#### O QUE FAZER:
a - Com base no artigo sobre a LGPD, explique em uma a três frases por que foi preciso promover segurança e previsibilidade por meio da legislação.
b - Responda às perguntas sobre o artigo sobre a LGPD, uma por linha, com a mesma marcação:
(i) Em que ano Mercosul e União Europeia fecharam um acordo de associação?
(ii) Em que ano a LGPD entrou em vigor no Brasil?
(iii) Qual turma do STJ julgou o AREsp 2.130.619, e de que forma decidiu?
c - Por favor, escreva a continuação do artigo sobre a LGPD a partir do ponto em que ele termina.

Busca sem resultado
jusbrasil.com.br
28 de Maio de 2024

A implementação da LGPD no contexto laboral de pequenas e médias empresas

O dilema entre o "será que eu preciso me adequar a essa lei?" e o "ela não tem relevância o suficiente para ser levada a sério!"

Publicado por Sarah De Souza
ano passado

INTRODUÇÃO

Após ser praticamente posto contra a parede pela GDPR (General Data Protection Regulation) da União Europeia, o Brasil implementou a LGPD em seu território com um atraso significativo em relação a outros países da América do Sul, lê-se Argentina que foi uma das pioneiras na regulamentação da privacidade de dados pessoais no meio digital.

Como escape para não gerar barreiras econômicas, Mercosul e União Europeia fecharam um acordo de associação em 2019 objetivando a facilitação do comércio entre os dois blocos, uma vez que a evolução tecnológica avança a todo segundo, ao mesmo passo que a integração econômica e social. Dessa forma, é notável que a proteção de dados pessoais, hoje, está intrinsicamente ligada ao comércio e à troca de bens e serviços, razão pelo qual foi necessário a promoção de segurança e previsibilidade através da legislação. (UNCTAD, 2016).

Como consequência disso, em 2020 finalmente entrou em vigor no Brasil aquela que para o resto do mundo é mais uma consolidação da terceira revolução industrial, a digital, mas que para certos setores brasileiros pode ser entendida como outro conjunto de regras burocráticas, difíceis e custosas a implementar.

A ERA DIGITAL E O SEUS DADOS PESSOAIS

O uso dos dados de terceiros se transformou em moeda valiosa e de fácil acesso, assim, muitos assimilaram a necessidade de uma proteção e regulamentação quanto a isso, por outro lado há o entendimento de que se trata de uma imitação forçada da forma como outros países entendem a privacidade de dados e mais uma burocracia vinda para atrasar e dificultar os negócios, vez que, atualmente, toda uma geração já possui a vida inteira documentada na rede.

Para começo de conversa, é necessário entender que embora o termo LGPD esteja incluído e estampado nas políticas de privacidades de grandes empresas como lojas e supermercados, por exemplo, poucas pessoas a conhecem, várias fingem conhecer (geralmente com o fito de vender cursos) e muitas ignoram essa lei aqui no Brasil.

Recentemente a segunda turma do STJ entendeu, por unanimidade no AREsp 2.130.619, que o simples vazamento de dados não é capaz de gerar dano moral indenizável, devendo o titular dos dados comprovar o efetivo prejuízo dessas informações, ou seja, não basta apenas o vazamento, é necessária a comprovação de que o resultado desse vazamento foi usado para outras finalidades.

#### DADOS:
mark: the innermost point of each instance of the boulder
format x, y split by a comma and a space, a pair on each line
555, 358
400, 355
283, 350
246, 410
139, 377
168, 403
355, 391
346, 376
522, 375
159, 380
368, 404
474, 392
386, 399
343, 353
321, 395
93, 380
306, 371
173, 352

#### RESULTADOS:
a - Segundo o artigo, a proteção de dados pessoais hoje está intrinsecamente ligada ao comércio e à troca de bens e serviços. Por isso foi necessário promover segurança e previsibilidade por meio da legislação.

b -
(i) Em 2019.
(ii) Em 2020.
(iii) A segunda turma, por unanimidade.

c -
Tal decisão bate de frente com a LGPD e também com um estudo realizado pelo Grupo Toccato entre empresas brasileiras, onde mostrou que 93% delas reconhecem que o uso de dados é importante para a execução dos processos e que 97% tomam decisões com base neles (PONTONEL, 2023).

Desta feita, entende-se o que o matemático Clive Humby quis dizer quando declarou que "Data is the new Oil" (data é o novo petróleo), onde os dados equiparam-se ao petróleo em seu valor e precisam ser tratados e refinados como tal.

Essa nova legislação traz consigo, além de uma gama de novos conceitos como “anonimização”, “controlador”, “operador” , a ideia primordial de levar a dignidade da pessoa humana e a proteção da personalidade para o mundo digital, uma vez que a cada pequeno formulário preenchido em um site da web, milhões de dados pessoais são transmitidos pela rede mundial de computadores para Deus sabe onde.

Esses dados, entendidos como nome, endereço, sua placa de carro, seu endereço de e-mail, retrato em fotografia, são impossíveis de serem proibidos de circular hoje em dia, pois a urgência de mostrar a vida para todos faz com que ninguém consiga ser um fantasma na internet, somado a isso existe o fato do terreno digital ser fértil demais para ser desperdiçada por qualquer empresário.

A LGPD não prevê a proibição do uso de dados pessoais no Brasil, mas sim a sua regulamentação, uma vez que para além dos Hackers, quem mais possui acesso às nossas informações são as empresas no dia a dia. Atualmente desde uma ida ao supermercado até uma entrevista de emprego gera o armazenamento desses dados e seu tratamento quase sempre é desrespeitado.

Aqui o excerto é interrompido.